Start of Passage for review
Home > Recent News > Breakthrough in understanding folding of single stranded viral RNAs could lead to cure for the common cold

Breakthrough in understanding folding of single stranded viral RNAs could lead to cure for the common cold

Pretty cool stuff, not only is it the primary sequence, but all the secondary structural interacts are absolutely key for folding and assembly into the viral partciel.

Title overstates the case but excerpt from: Scientists have figured out how to stop the common cold in its tracks

“We have understood for decades that the RNA carries the genetic messages that create viral proteins, but we didn’t know that, hidden within the stream of letters we use to denote the genetic information, is a second code governing virus assembly,” one of the team, biophysicist Roman Tuma from the University of Leeds in the UK, told Laura Donnelly at The Telegraph. “It is like finding a secret message within an ordinary news report and then being able to crack the whole coding system behind it.”

Single-stranded RNA viruses are the most simple type of viruses known to science, and it’s thought that they were probably one of the first to evolve. And being around for a long time means they’re super-effective at what they do. Rhinovirus, which is the predominant cause of the common cold, is responsible for 1 billion infections per year – in the US alone.
End of Passage for review
Activity list –
• A. Condense the paragraph of the post on viral RNA folding that begins "Single-stranded RNA viruses are the most simple" into a bulleted list of its main facts.
• B. According to the post on viral RNA folding, which university is biophysicist Roman Tuma from?
Start of Given information
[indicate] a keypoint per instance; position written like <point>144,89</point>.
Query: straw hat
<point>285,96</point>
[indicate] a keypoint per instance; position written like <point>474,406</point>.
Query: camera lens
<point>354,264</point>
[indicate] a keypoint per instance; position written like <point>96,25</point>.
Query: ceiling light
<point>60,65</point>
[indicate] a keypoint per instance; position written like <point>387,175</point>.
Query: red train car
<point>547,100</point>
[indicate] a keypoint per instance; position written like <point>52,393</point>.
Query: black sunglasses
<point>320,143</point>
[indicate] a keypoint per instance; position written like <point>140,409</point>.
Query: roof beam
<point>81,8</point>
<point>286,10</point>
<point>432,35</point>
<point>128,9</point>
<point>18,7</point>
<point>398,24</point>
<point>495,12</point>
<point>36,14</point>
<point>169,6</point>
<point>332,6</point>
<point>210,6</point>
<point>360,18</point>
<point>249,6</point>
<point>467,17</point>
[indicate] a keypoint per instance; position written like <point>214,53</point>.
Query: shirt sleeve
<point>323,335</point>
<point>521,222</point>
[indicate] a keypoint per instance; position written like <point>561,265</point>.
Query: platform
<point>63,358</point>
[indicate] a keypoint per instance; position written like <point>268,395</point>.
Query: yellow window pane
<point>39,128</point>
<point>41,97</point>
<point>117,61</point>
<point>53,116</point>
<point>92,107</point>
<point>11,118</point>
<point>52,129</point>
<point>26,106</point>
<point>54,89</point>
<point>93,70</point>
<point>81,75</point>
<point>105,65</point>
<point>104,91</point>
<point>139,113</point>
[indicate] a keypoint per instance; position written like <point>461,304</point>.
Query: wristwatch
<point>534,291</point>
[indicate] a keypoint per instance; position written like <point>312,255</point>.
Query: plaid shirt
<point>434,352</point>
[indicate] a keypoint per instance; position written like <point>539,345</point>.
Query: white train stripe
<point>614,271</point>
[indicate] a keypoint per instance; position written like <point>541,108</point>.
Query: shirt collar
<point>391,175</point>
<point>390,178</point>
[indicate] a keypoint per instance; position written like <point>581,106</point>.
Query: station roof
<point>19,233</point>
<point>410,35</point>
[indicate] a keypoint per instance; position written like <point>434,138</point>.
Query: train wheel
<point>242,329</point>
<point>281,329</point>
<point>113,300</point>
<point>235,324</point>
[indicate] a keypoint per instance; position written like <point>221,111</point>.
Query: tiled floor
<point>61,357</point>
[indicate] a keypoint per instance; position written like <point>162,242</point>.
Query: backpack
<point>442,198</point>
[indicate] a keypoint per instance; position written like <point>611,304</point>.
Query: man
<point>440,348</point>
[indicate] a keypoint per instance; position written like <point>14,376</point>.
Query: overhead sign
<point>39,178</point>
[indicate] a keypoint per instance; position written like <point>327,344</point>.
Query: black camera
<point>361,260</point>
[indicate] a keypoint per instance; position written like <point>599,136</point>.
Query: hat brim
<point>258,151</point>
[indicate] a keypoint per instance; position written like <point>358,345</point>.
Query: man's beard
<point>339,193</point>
End of Given information
Results of the tasks –
• A.
- Single-stranded RNA viruses are the simplest type of virus known to science.
- They were probably among the first viruses to evolve.
- Their long existence has made them super-effective.
- Rhinovirus is the main cause of the common cold.
- Rhinovirus causes 1 billion infections per year in the US alone.

• B. The University of Leeds in the UK.